Work to complete —
Reproduce every one of the records below word for word, leaving out the pictures.

──────────

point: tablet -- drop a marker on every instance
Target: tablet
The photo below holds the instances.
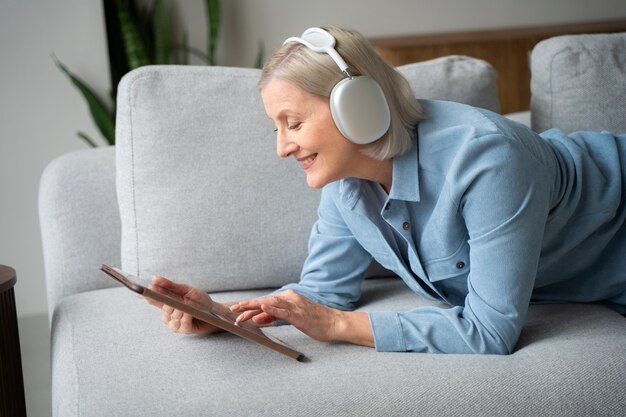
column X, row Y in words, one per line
column 245, row 330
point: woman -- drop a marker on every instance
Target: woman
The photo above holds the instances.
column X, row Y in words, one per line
column 463, row 204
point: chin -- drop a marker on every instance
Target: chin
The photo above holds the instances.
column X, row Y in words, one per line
column 315, row 183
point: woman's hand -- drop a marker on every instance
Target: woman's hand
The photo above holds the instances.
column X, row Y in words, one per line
column 317, row 321
column 176, row 320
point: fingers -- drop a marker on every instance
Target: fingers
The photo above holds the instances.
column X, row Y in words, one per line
column 265, row 310
column 159, row 282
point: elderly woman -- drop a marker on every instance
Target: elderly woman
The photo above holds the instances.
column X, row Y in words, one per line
column 461, row 203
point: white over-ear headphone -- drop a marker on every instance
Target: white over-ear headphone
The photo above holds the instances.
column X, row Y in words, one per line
column 357, row 103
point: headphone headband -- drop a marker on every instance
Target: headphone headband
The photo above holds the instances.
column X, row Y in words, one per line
column 357, row 104
column 320, row 40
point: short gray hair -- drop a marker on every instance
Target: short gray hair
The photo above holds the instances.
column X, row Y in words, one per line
column 317, row 74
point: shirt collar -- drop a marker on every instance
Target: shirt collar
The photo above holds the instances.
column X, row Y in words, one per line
column 405, row 180
column 404, row 185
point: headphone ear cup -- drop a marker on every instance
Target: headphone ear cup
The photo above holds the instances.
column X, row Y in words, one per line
column 359, row 109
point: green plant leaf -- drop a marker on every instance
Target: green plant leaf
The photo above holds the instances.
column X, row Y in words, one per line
column 161, row 33
column 100, row 113
column 133, row 45
column 87, row 139
column 212, row 8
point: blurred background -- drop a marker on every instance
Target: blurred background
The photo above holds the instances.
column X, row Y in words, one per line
column 41, row 111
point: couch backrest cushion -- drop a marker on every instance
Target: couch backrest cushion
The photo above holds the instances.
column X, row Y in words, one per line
column 203, row 197
column 579, row 83
column 454, row 78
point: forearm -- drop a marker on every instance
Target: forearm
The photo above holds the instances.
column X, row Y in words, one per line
column 353, row 327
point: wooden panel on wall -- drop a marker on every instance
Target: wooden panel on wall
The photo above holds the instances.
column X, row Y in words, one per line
column 508, row 50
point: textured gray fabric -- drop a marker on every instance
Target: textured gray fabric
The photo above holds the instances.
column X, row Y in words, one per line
column 200, row 186
column 203, row 196
column 79, row 220
column 454, row 78
column 579, row 83
column 113, row 357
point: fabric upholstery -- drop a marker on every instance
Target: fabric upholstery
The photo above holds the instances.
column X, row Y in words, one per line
column 200, row 186
column 79, row 221
column 113, row 357
column 454, row 78
column 579, row 83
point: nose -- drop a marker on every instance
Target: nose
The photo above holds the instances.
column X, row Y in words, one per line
column 284, row 146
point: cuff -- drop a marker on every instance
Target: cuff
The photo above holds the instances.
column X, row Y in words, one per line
column 387, row 332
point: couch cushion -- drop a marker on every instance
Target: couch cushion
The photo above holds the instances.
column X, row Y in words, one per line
column 202, row 194
column 113, row 357
column 454, row 78
column 579, row 83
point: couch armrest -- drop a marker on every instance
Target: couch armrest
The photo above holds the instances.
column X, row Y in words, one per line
column 79, row 220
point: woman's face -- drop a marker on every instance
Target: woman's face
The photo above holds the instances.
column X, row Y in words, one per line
column 305, row 130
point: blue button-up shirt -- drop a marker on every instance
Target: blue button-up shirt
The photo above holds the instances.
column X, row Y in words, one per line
column 484, row 214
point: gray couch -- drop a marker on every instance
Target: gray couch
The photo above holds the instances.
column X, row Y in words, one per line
column 193, row 190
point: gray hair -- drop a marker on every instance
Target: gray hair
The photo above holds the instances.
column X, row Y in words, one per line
column 317, row 74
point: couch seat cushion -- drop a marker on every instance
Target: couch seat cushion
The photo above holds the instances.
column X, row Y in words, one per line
column 112, row 356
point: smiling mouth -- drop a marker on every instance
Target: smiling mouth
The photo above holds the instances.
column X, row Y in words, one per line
column 308, row 161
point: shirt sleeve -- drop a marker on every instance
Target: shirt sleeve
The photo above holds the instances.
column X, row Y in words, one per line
column 502, row 191
column 336, row 263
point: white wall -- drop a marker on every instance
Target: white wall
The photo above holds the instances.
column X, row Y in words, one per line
column 40, row 112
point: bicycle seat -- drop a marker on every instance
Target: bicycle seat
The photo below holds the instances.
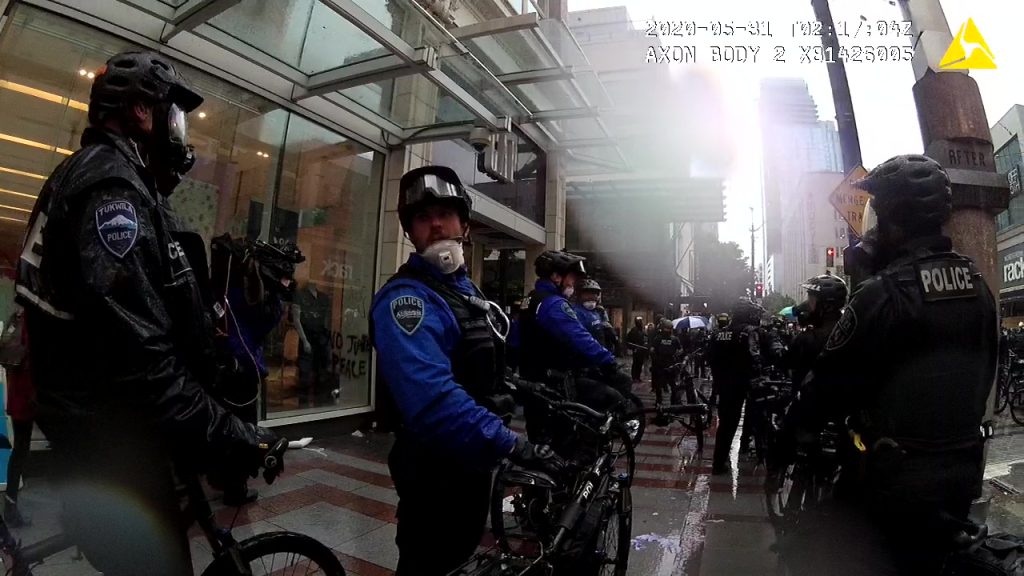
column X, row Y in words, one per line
column 518, row 476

──────────

Result —
point: tablet -- drop a marker on every instance
Target: tablet
The photo below holds the instances.
column X, row Y in words, one per line
column 245, row 330
point: woman -- drop a marker on every instance
Target: woman
The photo above holds the instances.
column X, row Y in words, one per line
column 463, row 204
point: chin -- drop a marker on every instance
Target: chin
The photo above holds the instances.
column X, row Y in words, one per line
column 315, row 183
point: woman's hand -- drop a marker on every instance
Target: woman's hand
The photo above holds the instances.
column X, row Y in words, one per line
column 317, row 321
column 176, row 320
point: fingers -- drop a marker on every instance
Target: fingers
The photo above holds the instances.
column X, row Y in words, one per line
column 265, row 310
column 159, row 282
point: elderly woman -- drop a marker on every instance
Target: elderly woman
The photo above holds the instances.
column X, row Y in words, one per line
column 461, row 203
point: white over-ear headphone -- drop a marker on every instance
Target: white over-ear headphone
The photo above holds the instances.
column X, row Y in words, one per line
column 357, row 103
point: headphone headband -- drop a marker on every instance
Target: headphone headband
The photo above holds the instances.
column X, row Y in words, one per line
column 357, row 104
column 320, row 40
point: short gray hair -- drop a marker on every instance
Target: short gray hair
The photo above holds the instances.
column X, row Y in words, one per line
column 317, row 74
point: shirt collar -- drop a marker on every instance
Target: shirt collar
The photo above holds the instances.
column X, row Y in words, one per line
column 405, row 180
column 404, row 185
point: headphone ear cup -- drop a marker on every instance
Target: headphone ear cup
The photo above holds the instances.
column X, row Y in words, one per line
column 359, row 109
point: green plant leaf -- drop a marker on every instance
Target: green plant leaf
The photo above holds the instances.
column X, row Y in words, one per line
column 161, row 33
column 100, row 113
column 133, row 45
column 87, row 139
column 212, row 8
point: blurred background -- drop a marker on every instance
Target: blurred background
The photo above holds the instances.
column X, row Y in words, one per line
column 41, row 111
point: couch backrest cushion -- drop a marker on every instance
Target: couch backrest cushion
The photo above holds the instances.
column X, row Y in words, one per line
column 203, row 197
column 579, row 83
column 454, row 78
point: forearm -- drop a marker on every instance
Target: forearm
The photo above holds the instances.
column X, row Y in words, one per line
column 353, row 327
point: wooden panel on wall -- drop a marker on every instance
Target: wooden panel on wall
The photo above holds the instances.
column X, row Y in words, one per line
column 508, row 50
point: textured gray fabric -- drop a marker on every instance
Target: textured gray fabric
The photo above holds the instances.
column X, row Y in words, one per line
column 200, row 186
column 203, row 196
column 79, row 220
column 454, row 78
column 579, row 83
column 113, row 357
point: fabric upholstery -- drop a marker on every instance
Target: fabric upholstery
The photo above holds the instances.
column X, row Y in words, one per line
column 200, row 186
column 79, row 221
column 113, row 357
column 454, row 78
column 579, row 83
point: nose -- drop a marker on every instance
Target: nose
The photo above holds the instances.
column X, row Y in words, one per line
column 284, row 146
point: cuff -- drop a marker on every instance
Target: cuff
The photo above holds the instances.
column X, row Y in words, one per line
column 387, row 332
point: couch cushion -- drop a marker on every instance
Target: couch cushion
The photo above holds the instances.
column X, row Y in words, one per line
column 202, row 194
column 113, row 357
column 454, row 78
column 579, row 83
point: couch armrest -- drop a marker on every instance
Target: couch armrest
The photo above holds the instances.
column X, row Y in words, one per line
column 79, row 220
point: woman's face -- drop a marker on every instance
Target: woman's face
The photo above holds the instances.
column X, row Y in words, one per line
column 305, row 130
point: blue button-up shirt -- drop a marker on every instance
Target: blue button-up shirt
The photo above holds the instances.
column X, row Y in words, one per line
column 484, row 214
point: gray couch -- drop a marker on every instance
Target: gray couch
The photo above holds the instances.
column X, row Y in words, one per line
column 193, row 190
point: gray hair -- drop a marker on every instance
Target: gray hair
The photo above holds the instances.
column X, row Y in words, one per line
column 317, row 74
point: couch seat cushion -- drop a marker on every instance
Target: couch seat cushion
The photo above holds the instances.
column X, row Y in words, one per line
column 112, row 356
point: smiling mouth -- drop a marker on every instance
Target: smiling mouth
The photo above holds the instances.
column X, row Y in words, one per line
column 308, row 161
point: shirt sleeve -- drop a marker on every instance
Target: shirt sleeve
The photo above holds the instances.
column X, row Y in words, one per line
column 502, row 191
column 336, row 263
point: white wall -- drop a marker on every instance
Target: white wall
The photo above holds the instances.
column X, row Y in words, one per line
column 40, row 112
point: bicycle seat -- drop a marker on every instance
Target: bicycle seat
The photo below holds the instances.
column X, row Y in words, one per line
column 518, row 476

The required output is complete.